## PAGE EXTRACT:
┌────────

Lord Willingdon (1931-1936)

  • The second Around Table Conference, 1931
  • Restarting of the Disobedience Movement, 1931
  • The communal award, 1932 & the Poona act
  • Third Round Table Conference, 1932
  • The Government of India of 1935

Communal Awards

  • The Communal Award was announced by the British Prime Minister, Ramsay MacDonald, in August 1932.
  • This was yet another expression of British policy of divide and rule.
  • The Muslims, Sikhs and Christians had already been recognised as minorities.
  • The Communal Award declared the depressed classes also to be minorities and entitled them to separate electorates.

Gandhi’s Reaction to Communal Awards

  • The effort to separate the depressed classes from the rest of the Hindus by treating them as separate political entities was vehemently opposed by all the nationalists.
  • Gandhi saw the Communal Award as an attack on Indian unity and nationalism.
  • Once the depressed classes were treated as a separate political entity, he argued, the question to abolishing untouchability would get undermined
  • He said that separate electorates would ensure that the untouchables remained untouchables in perpetuity

poona pact

Gandhi demanded that the depressed classes be elected through joint and if possible, a wider electorate through universal franchise, while expressing no objection to the demand for a larger number of reserved seats. And to press for his demands, he went on a fast unto death in the Yeravada jail.

└────────

## ENTRIES SUPPLIED:
┌────────

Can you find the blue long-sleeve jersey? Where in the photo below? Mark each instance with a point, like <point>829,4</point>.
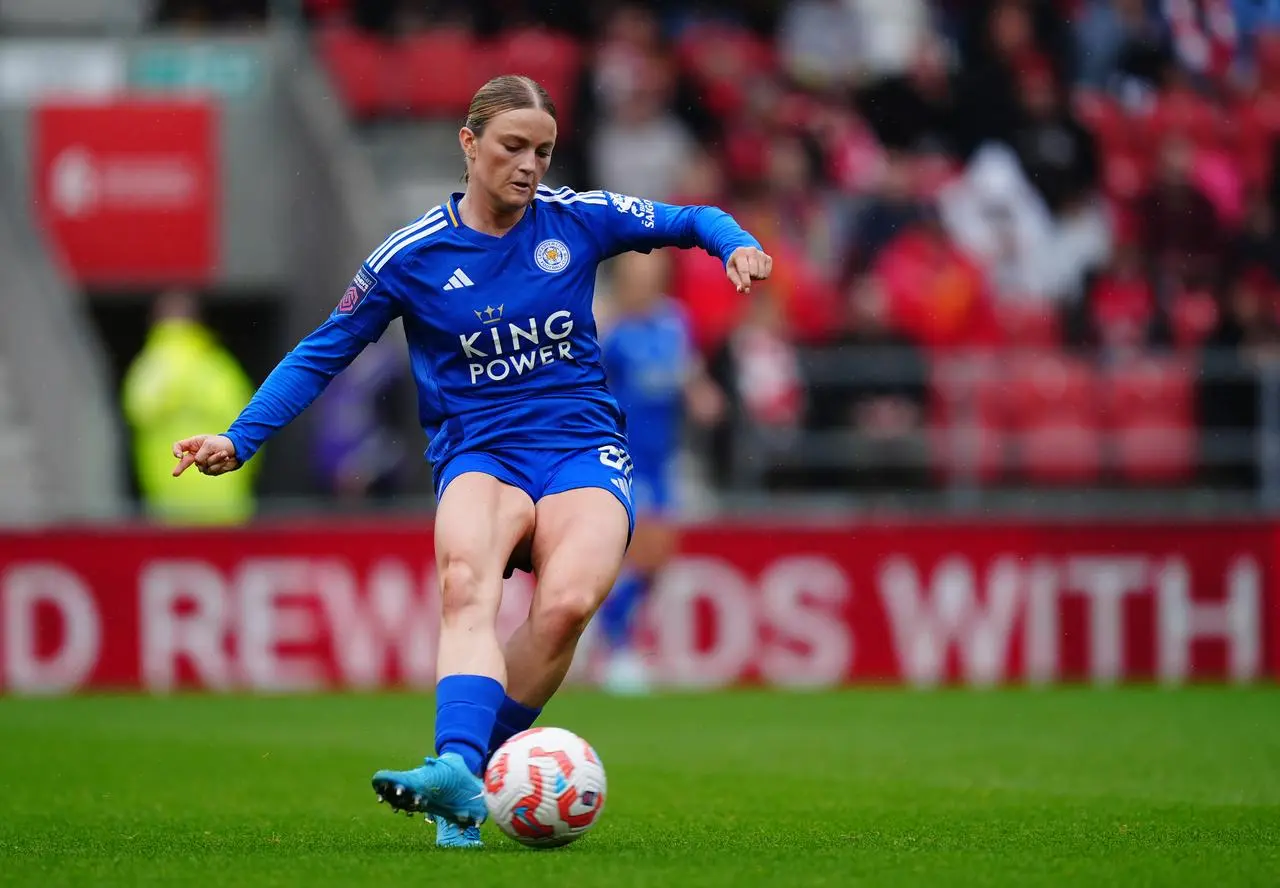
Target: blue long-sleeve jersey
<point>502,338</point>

└────────
┌────────

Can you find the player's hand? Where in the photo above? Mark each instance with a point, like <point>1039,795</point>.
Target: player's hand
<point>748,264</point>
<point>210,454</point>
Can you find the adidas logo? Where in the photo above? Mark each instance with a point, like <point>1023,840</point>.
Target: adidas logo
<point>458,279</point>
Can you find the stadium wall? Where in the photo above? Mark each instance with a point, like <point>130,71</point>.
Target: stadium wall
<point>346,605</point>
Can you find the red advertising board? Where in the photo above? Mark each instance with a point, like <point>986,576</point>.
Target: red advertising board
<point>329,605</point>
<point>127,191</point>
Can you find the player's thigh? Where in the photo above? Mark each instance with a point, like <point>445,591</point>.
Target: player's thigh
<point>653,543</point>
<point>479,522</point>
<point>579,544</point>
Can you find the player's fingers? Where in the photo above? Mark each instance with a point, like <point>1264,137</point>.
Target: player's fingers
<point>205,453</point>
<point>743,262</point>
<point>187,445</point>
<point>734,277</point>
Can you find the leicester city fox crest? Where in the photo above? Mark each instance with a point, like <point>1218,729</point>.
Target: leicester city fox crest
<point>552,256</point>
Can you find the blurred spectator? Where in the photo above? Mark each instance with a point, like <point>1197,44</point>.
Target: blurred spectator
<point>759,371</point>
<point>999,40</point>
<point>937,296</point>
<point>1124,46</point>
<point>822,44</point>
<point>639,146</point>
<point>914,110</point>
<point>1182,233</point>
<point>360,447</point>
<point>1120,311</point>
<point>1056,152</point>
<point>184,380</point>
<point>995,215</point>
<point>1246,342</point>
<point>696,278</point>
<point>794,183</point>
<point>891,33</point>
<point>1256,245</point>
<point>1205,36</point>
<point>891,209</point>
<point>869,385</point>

└────────

## WORK TO COMPLETE:
A. Answer these from the Communal Award passage, one answer per line, marked the same way:
(i) Who announced the Communal Award, and in what month and year?
(ii) Which groups had already been recognized as minorities before the Award?
(iii) In which jail did Gandhi go on a fast unto death?
B. Using the Communal Award passage, explain in one to three sentences why Gandhi opposed treating the depressed classes as a separate political entity.
C. Please continue the Communal Award passage from its last sentence.

## THE ANSWERS:
A.
(i) British Prime Minister Ramsay MacDonald, in August 1932.
(ii) The Muslims, Sikhs and Christians.
(iii) The Yeravada jail.

B. Gandhi saw the Communal Award as an attack on Indian unity and nationalism. He argued that treating the depressed classes as a separate political entity would undermine the question of abolishing untouchability, and that separate electorates would keep the untouchables untouchable in perpetuity.

C.
Poona Pact

  • Finally, an agreement was reached between Dr Ambedkar and Gandhi, Known as the Poona Pact
  • Accordingly, seats reserved for the depressed classes were increased from 71 to 147 in provincial legislatures and 18 % of the total in the central legislature.
  • In every province out of the educational grant an adequate sum shall be ear-marked for providing educational facilities to the members of Depressed Classes.
  • The Poona Pact was accepted by the Government as an amendment to the Communal Award.

B R Ambedkar

  • He was a jurist, a statesman, a social reformer and a leader of the depressed classes.
  • He was born in Mahar caste in Mahu (M P) in 1891.
  • He went for higher studies to England and America.
  • He was the first graduate of Mahar caste.
  • He participated in all the three Round Table Conferences.
  • He signed Poona Pact with Gandhi Ji in 1932.
  • From 1942 to 1946, he was in the Executive Council of the Governor General.
  • He organized the Indian Labour Party, Scheduled Caste Federation and People’s Education Society.
  • He was the chairman of the Drafting Committee of our Constitution.
  • He also piloted the Hindu Code through the Indian Legislature.
  • From 1947 to 1951, he was a law minister in Nehru’s cabinet.
  • Towards the end of his life he embraced Buddhism.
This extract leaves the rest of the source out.